**Stated problem A:**
Answer these questions about the Kratts' Creatures page extract:
(i) On what network did the series originally run?
(ii) What color does Martin Kratt usually wear in Central America?
(iii) Who voices Ttark?

**Page extract:**
┄┄┄┄┄┄┄┄┄┄┄┄┄┄┄┄┄┄┄┄

Kratts' Creatures is a half-hour children's television series that originally ran on PBS Kids during the summer of 1996. The first in a series of programs produced by the Kratt Brothers, Chris and Martin Kratt, Kratts' Creatures was made to be the first wildlife show aimed specifically towards young children. It featured the Kratt Brothers as they traveled worldwide, exploring different animals and their habitats. They received assistance from their friends Allison Baldwin (Shannon Duff) and Ttark, an animated anthropomorphic dinosaur (voiced by Ron Rubin). The show ran for one season on PTV from June 3, 1996, to August 9, 1996, with 50 episodes, with reruns continuing to air until June 9, 2000 (August 31, 2001 (The day that Mister Rogers' Neighborhood aired its final episode), on select PBS member stations). Due to its popularity, the show inspired an unofficial spin-off, Zoboomafoo, created by the Kratts, which premiered on January 25, 1999.

Cast
 The Kratt Brothers:
Chris Kratt: The younger brother. Chris usually wears green in N. America and Africa, while he usually wears red in Central America and Australia.
Martin Kratt: The older brother. Martin usually wears blue in N. America, Africa, and Australia, while in Central America, he usually wears white.
Shannon Duff as Allison Baldwin: Allison is a personal agent of the Kratt Brothers. She is most commonly seen at their base of Creature Central but occasionally joins the brothers in the field. Allison is very adept with the gadgets at Creature Central and frequently expands on topics with research from the Creature-Web or books.

┄┄┄┄┄┄┄┄┄┄┄┄┄┄┄┄┄┄┄┄

**Information shown:**

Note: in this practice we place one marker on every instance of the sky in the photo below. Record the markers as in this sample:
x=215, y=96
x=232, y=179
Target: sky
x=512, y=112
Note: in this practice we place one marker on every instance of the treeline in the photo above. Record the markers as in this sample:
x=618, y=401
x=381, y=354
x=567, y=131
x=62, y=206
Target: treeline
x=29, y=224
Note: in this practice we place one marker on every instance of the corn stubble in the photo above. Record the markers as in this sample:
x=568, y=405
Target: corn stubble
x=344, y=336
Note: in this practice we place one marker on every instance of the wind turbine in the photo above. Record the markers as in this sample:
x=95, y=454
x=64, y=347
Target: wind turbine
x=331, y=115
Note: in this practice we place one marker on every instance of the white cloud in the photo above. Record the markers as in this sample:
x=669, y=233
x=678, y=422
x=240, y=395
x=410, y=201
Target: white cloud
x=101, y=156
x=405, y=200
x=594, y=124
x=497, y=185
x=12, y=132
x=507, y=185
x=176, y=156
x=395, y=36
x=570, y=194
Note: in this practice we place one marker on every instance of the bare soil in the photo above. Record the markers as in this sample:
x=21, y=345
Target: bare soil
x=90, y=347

┄┄┄┄┄┄┄┄┄┄┄┄┄┄┄┄┄┄┄┄

**Stated problem B:** Write out all the rows again, switching "practice" to "exercise" and leaving everything else unchanged.

**Exercise result A:**
(i) PBS Kids
(ii) White
(iii) Ron Rubin

**Exercise result B:**
Note: in this exercise we place one marker on every instance of the sky in the photo below. Record the markers as in this sample:
x=215, y=96
x=232, y=179
Target: sky
x=512, y=112
Note: in this exercise we place one marker on every instance of the treeline in the photo above. Record the markers as in this sample:
x=618, y=401
x=381, y=354
x=567, y=131
x=62, y=206
Target: treeline
x=29, y=224
Note: in this exercise we place one marker on every instance of the corn stubble in the photo above. Record the markers as in this sample:
x=568, y=405
Target: corn stubble
x=344, y=336
Note: in this exercise we place one marker on every instance of the wind turbine in the photo above. Record the markers as in this sample:
x=95, y=454
x=64, y=347
Target: wind turbine
x=331, y=115
Note: in this exercise we place one marker on every instance of the white cloud in the photo above. Record the markers as in this sample:
x=669, y=233
x=678, y=422
x=240, y=395
x=410, y=201
Target: white cloud
x=101, y=156
x=405, y=200
x=594, y=124
x=497, y=185
x=12, y=132
x=507, y=185
x=176, y=156
x=395, y=36
x=570, y=194
Note: in this exercise we place one marker on every instance of the bare soil in the photo above. Record the markers as in this sample:
x=21, y=345
Target: bare soil
x=90, y=347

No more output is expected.